## EXERCISE BRIEF
Could you restate the entries below word for word and leave the images out?

Dataset entries
__________
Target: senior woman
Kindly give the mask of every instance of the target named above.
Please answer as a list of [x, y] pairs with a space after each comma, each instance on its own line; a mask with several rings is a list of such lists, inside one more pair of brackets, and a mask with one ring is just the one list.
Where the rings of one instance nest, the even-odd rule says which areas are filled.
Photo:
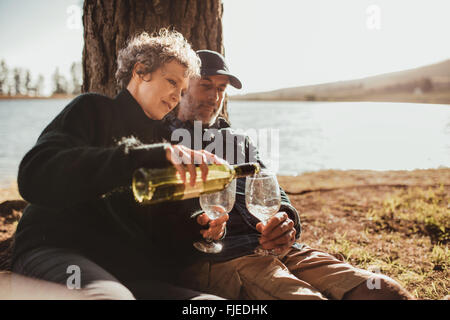
[[13, 272], [80, 289], [89, 299], [211, 298], [158, 281], [158, 251], [167, 248], [152, 232], [173, 224], [155, 211], [174, 208], [140, 207], [130, 189], [140, 167], [172, 163], [184, 175], [195, 172], [198, 158], [205, 176], [207, 161], [221, 161], [162, 143], [160, 135], [159, 120], [199, 63], [180, 33], [142, 33], [118, 54], [122, 91], [114, 99], [82, 94], [51, 121], [19, 167], [19, 191], [30, 204], [17, 227]]

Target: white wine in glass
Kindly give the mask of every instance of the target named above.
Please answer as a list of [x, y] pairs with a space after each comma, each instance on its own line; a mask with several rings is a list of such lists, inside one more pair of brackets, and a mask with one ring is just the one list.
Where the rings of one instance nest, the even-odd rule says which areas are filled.
[[247, 209], [252, 215], [258, 218], [258, 220], [260, 220], [263, 225], [265, 225], [267, 221], [272, 218], [272, 216], [280, 209], [280, 203], [279, 201], [277, 201], [277, 199], [272, 199], [272, 202], [273, 205], [268, 204], [267, 206], [259, 204], [249, 204]]
[[[215, 220], [233, 209], [236, 201], [236, 179], [219, 192], [205, 193], [200, 196], [200, 206], [209, 219]], [[194, 242], [194, 247], [205, 253], [219, 253], [222, 251], [222, 243], [211, 239]]]
[[[277, 177], [268, 170], [261, 170], [254, 176], [248, 176], [245, 181], [245, 205], [247, 210], [266, 225], [281, 206], [281, 193]], [[273, 251], [264, 250], [261, 246], [255, 253], [261, 255], [274, 254]]]

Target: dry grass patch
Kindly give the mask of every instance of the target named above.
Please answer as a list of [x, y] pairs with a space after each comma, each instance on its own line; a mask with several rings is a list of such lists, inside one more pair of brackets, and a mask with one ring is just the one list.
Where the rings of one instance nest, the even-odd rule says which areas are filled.
[[386, 274], [419, 299], [450, 294], [450, 169], [323, 171], [315, 179], [280, 179], [300, 212], [300, 242]]

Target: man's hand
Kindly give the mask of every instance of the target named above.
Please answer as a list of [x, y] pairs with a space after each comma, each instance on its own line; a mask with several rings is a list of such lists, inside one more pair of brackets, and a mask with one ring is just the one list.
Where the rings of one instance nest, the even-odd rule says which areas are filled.
[[209, 223], [208, 229], [200, 230], [200, 233], [203, 236], [203, 238], [219, 240], [223, 236], [223, 233], [225, 232], [225, 226], [227, 224], [228, 218], [229, 216], [227, 213], [214, 220], [209, 219], [206, 213], [202, 213], [201, 215], [199, 215], [197, 217], [198, 224], [206, 226]]
[[259, 243], [263, 249], [275, 249], [281, 253], [295, 242], [294, 221], [289, 219], [286, 212], [275, 214], [264, 226], [261, 222], [256, 225], [256, 230], [261, 232]]

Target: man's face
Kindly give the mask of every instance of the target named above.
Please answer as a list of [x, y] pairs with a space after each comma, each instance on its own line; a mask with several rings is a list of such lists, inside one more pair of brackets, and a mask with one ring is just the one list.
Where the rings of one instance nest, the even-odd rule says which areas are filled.
[[173, 60], [139, 77], [134, 98], [149, 118], [161, 120], [179, 103], [189, 82], [185, 71], [186, 67]]
[[228, 83], [226, 75], [191, 79], [181, 99], [178, 118], [182, 121], [201, 121], [205, 126], [212, 125], [222, 110]]

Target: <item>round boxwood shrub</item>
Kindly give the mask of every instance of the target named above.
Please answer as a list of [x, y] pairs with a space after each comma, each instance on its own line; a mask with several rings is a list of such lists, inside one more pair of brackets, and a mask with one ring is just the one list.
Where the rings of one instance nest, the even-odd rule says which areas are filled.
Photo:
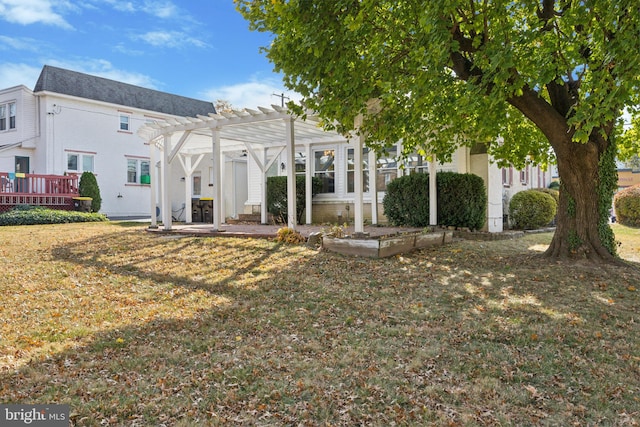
__________
## SOLUTION TO THE PROBLEM
Target: senior woman
Kindly give the mask of every instance of the target named above.
Please answer as a list of [x, y] pairs with a space after each comma, each instance on its own line; a mask with several rings is a list of such lists, inside one more pair of brackets, and a mask with one ring is just the one list.
Where the rings of one instance nest, the even-odd rule says which areas are filled.
Photo:
[[13, 272], [80, 289], [89, 299], [211, 298], [158, 281], [158, 251], [167, 248], [152, 232], [173, 224], [155, 211], [174, 208], [140, 207], [130, 189], [140, 167], [172, 163], [184, 175], [195, 172], [198, 158], [205, 176], [207, 161], [221, 161], [162, 143], [160, 135], [159, 120], [199, 63], [180, 33], [142, 33], [118, 54], [122, 91], [114, 99], [82, 94], [51, 121], [19, 167], [19, 191], [30, 204], [17, 227]]

Target: white wine in glass
Kindly give the mask of every instance of the target named above.
Please answer as a list of [x, y] pairs with a space after each comma, each instance on its own line; a mask with several rings is a list of such lists, inside one more pair of brackets, and a mask with one ring is just the one list.
Where the rings of one instance nest, the even-odd rule says which areas are filled.
[[247, 209], [252, 215], [258, 218], [258, 220], [260, 220], [263, 225], [265, 225], [267, 221], [272, 218], [272, 216], [280, 209], [280, 203], [279, 201], [277, 201], [277, 199], [272, 199], [272, 202], [273, 205], [268, 204], [267, 206], [259, 204], [249, 204]]
[[[215, 220], [233, 209], [236, 201], [236, 179], [219, 192], [205, 193], [200, 196], [200, 206], [209, 219]], [[194, 242], [194, 247], [205, 253], [219, 253], [222, 251], [222, 243], [211, 239]]]
[[[277, 177], [268, 170], [261, 170], [254, 176], [248, 176], [245, 181], [245, 205], [247, 210], [266, 225], [281, 206], [281, 193]], [[273, 251], [264, 250], [261, 246], [255, 253], [261, 255], [274, 254]]]

Target: dry grass patch
Kindly give the mask of every instance of the target named above.
Please answer as a list of [x, y] pairs with a space after each comma, each instance on its own line; a mask with several rings is a list of such lists, inside one more pair of brackets, and a mask with one ring is just the one list.
Where the rings of one instance nest, the even-odd rule says which areas are filled.
[[386, 274], [419, 299], [450, 294], [450, 169], [323, 171], [315, 179], [280, 179], [300, 212], [300, 242]]

Target: man's hand
Kindly give the mask of every instance of the target named above.
Please answer as a list of [x, y] pairs with a space after each comma, each instance on its own line; a mask with several rings is a list of such lists, inside one more pair of brackets, and a mask with one ring is just the one list.
Where the rings of one instance nest, the even-odd rule says which areas are filled.
[[209, 223], [208, 229], [200, 230], [200, 233], [203, 236], [203, 238], [219, 240], [223, 236], [223, 233], [225, 232], [225, 226], [227, 224], [228, 218], [229, 216], [227, 213], [214, 220], [209, 219], [206, 213], [202, 213], [201, 215], [199, 215], [197, 217], [198, 224], [206, 226]]
[[259, 243], [263, 249], [275, 249], [281, 253], [295, 242], [294, 221], [289, 219], [286, 212], [275, 214], [264, 226], [261, 222], [256, 225], [256, 230], [261, 232]]

Target: man's face
Kindly give the mask of every instance of the target named above.
Please answer as a list of [x, y] pairs with a space after each comma, each instance on its own line; a mask with several rings is a list of such lists, inside one more pair of brackets, and a mask with one ring is just the one list.
Where the rings of one instance nest, the even-odd rule says which areas are filled.
[[173, 60], [139, 77], [134, 98], [149, 118], [161, 120], [179, 103], [189, 82], [185, 71], [186, 67]]
[[228, 83], [226, 75], [191, 79], [181, 99], [178, 118], [182, 121], [201, 121], [205, 126], [212, 125], [222, 110]]

Target: <item>round boxwood shrub</item>
Kindly give the mask of every instance of the target named above.
Please answer as a list of [x, y] pairs with a space after each comma, each instance on its own line; a mask with several rings is a list of such lists, inside one more pair of brackets, and a mask with one ring is just the one list.
Where the rings of one instance nest, the even-odd rule says which areas are filled.
Photo:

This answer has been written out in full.